▶ _What you should do_
In the records below, find the line containing "Pick out the baseboard". Output it and every line after it to the end, unchanged, with no pictures.
- - - -
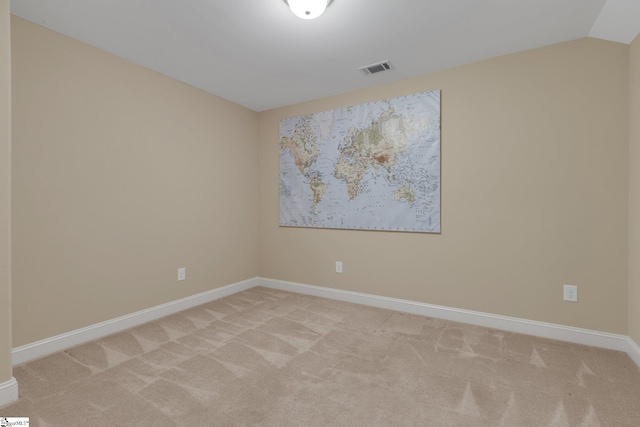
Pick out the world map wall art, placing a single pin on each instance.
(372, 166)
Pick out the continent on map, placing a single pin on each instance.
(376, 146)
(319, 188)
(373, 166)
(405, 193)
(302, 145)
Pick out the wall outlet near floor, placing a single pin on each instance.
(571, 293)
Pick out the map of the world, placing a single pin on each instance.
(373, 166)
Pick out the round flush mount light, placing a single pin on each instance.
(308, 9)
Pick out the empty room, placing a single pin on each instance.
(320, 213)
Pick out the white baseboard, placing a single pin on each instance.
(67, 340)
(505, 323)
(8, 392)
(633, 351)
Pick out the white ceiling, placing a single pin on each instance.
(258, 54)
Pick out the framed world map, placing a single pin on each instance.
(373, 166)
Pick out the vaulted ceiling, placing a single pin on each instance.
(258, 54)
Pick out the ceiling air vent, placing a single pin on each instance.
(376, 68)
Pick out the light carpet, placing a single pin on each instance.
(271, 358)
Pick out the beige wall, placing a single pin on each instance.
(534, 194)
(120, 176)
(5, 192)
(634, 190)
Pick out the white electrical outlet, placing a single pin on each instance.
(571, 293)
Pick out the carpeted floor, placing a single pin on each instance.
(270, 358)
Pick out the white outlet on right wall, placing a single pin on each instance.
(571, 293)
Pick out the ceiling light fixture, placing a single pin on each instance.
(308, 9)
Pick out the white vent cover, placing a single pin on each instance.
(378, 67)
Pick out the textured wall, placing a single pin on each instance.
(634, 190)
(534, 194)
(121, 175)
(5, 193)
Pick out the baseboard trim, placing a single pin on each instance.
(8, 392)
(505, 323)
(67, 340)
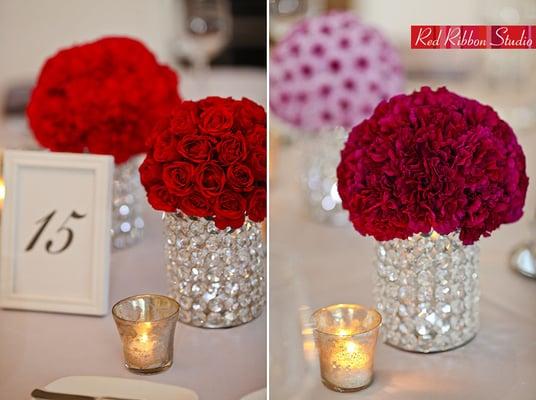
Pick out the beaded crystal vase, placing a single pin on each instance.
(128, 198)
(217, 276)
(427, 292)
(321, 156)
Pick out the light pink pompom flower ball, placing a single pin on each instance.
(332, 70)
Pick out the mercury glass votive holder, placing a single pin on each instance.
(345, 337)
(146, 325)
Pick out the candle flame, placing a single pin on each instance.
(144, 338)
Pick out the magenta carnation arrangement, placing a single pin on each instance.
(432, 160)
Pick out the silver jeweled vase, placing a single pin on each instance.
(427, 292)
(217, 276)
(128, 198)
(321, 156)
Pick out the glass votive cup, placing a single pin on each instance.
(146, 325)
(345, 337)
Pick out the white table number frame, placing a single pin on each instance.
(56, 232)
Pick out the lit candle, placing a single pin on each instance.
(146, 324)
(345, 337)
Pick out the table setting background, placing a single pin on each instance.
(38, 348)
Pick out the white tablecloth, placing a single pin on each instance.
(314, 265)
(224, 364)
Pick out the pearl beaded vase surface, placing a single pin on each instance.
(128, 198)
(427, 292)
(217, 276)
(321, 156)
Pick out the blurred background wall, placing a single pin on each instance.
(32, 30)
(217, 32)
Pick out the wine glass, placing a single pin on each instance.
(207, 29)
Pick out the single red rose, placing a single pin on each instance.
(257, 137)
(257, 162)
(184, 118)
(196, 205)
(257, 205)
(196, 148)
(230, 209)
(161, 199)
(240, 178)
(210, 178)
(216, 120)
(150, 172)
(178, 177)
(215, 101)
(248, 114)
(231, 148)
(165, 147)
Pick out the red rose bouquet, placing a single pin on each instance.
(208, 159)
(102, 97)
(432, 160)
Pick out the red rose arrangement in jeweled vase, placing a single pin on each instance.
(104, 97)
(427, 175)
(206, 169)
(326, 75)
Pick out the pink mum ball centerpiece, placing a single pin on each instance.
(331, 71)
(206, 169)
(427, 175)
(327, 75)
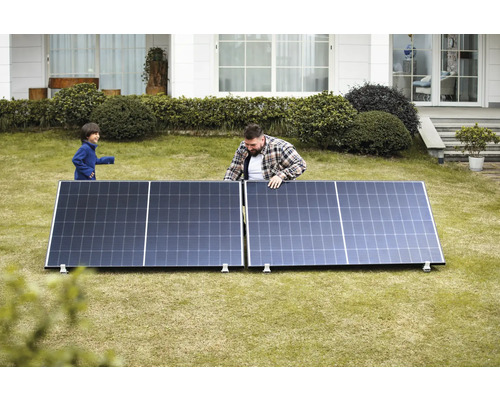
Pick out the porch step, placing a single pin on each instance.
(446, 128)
- - - -
▶ _Output for this exercise_
Pick out the baseboard trim, placing a single pin on each instance.
(8, 392)
(505, 323)
(67, 340)
Pick out the beaded crystal vase, placing a single pin on each instance.
(128, 198)
(217, 276)
(427, 292)
(321, 156)
Pick out the light pink pompom flower ball, placing a single pin on each instance.
(332, 70)
Pick out the mercury glass votive holder, placing a single pin on each instance.
(345, 337)
(146, 325)
Pick out the candle flame, placing a single pin on each instance.
(144, 338)
Pick out the magenta carnation arrangement, placing a single pin on each instance.
(432, 160)
Pick out the silver jeweled vase, placing a single pin on each instance.
(427, 292)
(217, 276)
(128, 198)
(321, 156)
Pick out the glass votive cup, placing a single pin on each instance.
(146, 325)
(345, 337)
Pick out the white table number frame, placing a single pin on each instance.
(56, 232)
Pick out the lit candle, placing a single pin on each instance.
(146, 324)
(345, 337)
Pick out the table setting background, placing a single pin on each instance.
(38, 348)
Pick out the white tablecloth, placing a single pin on each instance.
(314, 265)
(224, 364)
Pick out the pearl beaded vase surface, placing a single pin on each instance.
(128, 198)
(427, 292)
(217, 276)
(321, 156)
Pick out the blurred background wall, placing a single pin on each instance.
(32, 30)
(217, 32)
Pick out the wine glass, placing a single pin on each instance.
(207, 29)
Pick out the single red rose, placing a single pin on each instance.
(257, 137)
(257, 162)
(184, 118)
(196, 205)
(257, 205)
(196, 148)
(230, 209)
(161, 199)
(240, 178)
(210, 178)
(216, 120)
(150, 172)
(178, 177)
(215, 101)
(248, 114)
(231, 148)
(165, 147)
Pick out the red rose bouquet, placing a single pin on each instance.
(208, 159)
(102, 97)
(432, 160)
Pick out the red rose arrangement in jeweled vase, placing a single pin on each instance.
(104, 97)
(427, 175)
(206, 169)
(326, 75)
Pick out the pink mum ball centerpiece, placing a single pin on each instance.
(331, 71)
(206, 169)
(427, 175)
(327, 75)
Pick out the porch step, placing a single pin on each instance.
(446, 128)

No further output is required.